# [What the exercise asks]
Decide whether each statement agrees with the thread on parentheses in Red/Rebol. Answer yes or no, and quote the deciding words of the thread. (a) Evaluating (1 + 2 3 + 4) yields 7. (b) The reply states that the asker's code contains an anonymous function. (c) The reply describes func as a function that creates another function.

+++ Excerpted passage

In Red/Rebol, parentheses ()
can be used to evaluate expressions like this:
>> (1 + 2 3 + 4)
== 7
However, when I use parentheses to evalute an anonymous function, it fails(please see the following code). Why? And how to make an anonymous function work?
>> (func [x y][x + y] 2 3)
== 3 ;;I think it should be 5.
PS:
>> do func [x y] [x + y]
== func [x y][x + y]
>> type? do func [x y] [x + y]
== function!
>> (do func [x y] [x + y]) 2 3
== 3 ;; why does this anonymous function still not work?
>> ((do func [x y] [x + y]) 2 3)
== 3 ;; This does not work too.
Why?
The reason is quite simple: there's no anonymous function in your code. It will become more evident if you scan its content as data:
>> code: quote (func [x y][x + y] 2 3)
== (func [x y] [x + y] 2 3)
>> forall code [probe type? code/1]
word!
block!
block!
integer!
integer!
== integer!
That is to say: func [x y][x + y]
is a word!
followed by 2 block!
s, not a function. Once evaluated though, it will yield back a function whose literal form will look exactly the same. func
is itself a function (aka function constructor) that creates another function.
>> type? probe func [x y][x + y]
func [x y][x + y]
== function!

++++++
+++ Supplied material

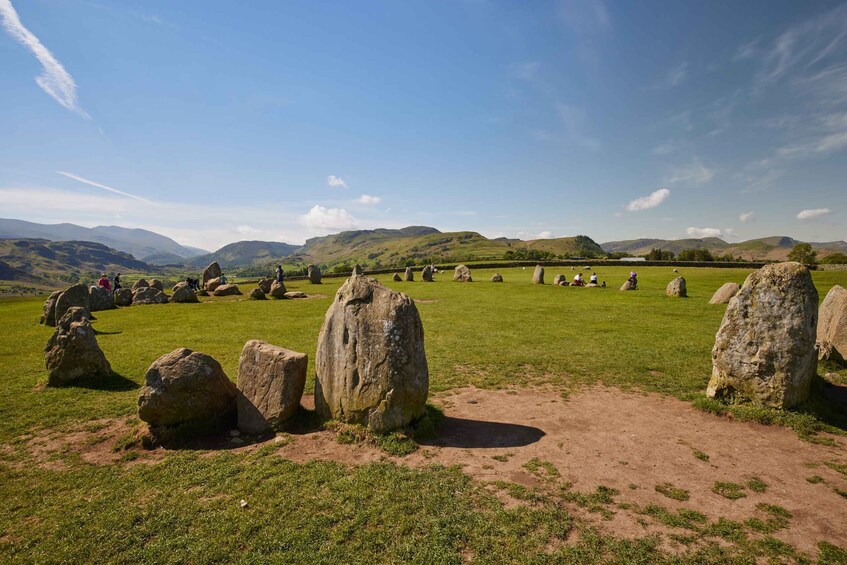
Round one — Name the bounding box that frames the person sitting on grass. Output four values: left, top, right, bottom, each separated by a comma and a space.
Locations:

++++++

# [Answer to the task]
(a) Yes: "== 7"
(b) No: "there's no anonymous function in your code"
(c) Yes: "is itself a function (aka function constructor) that creates another function"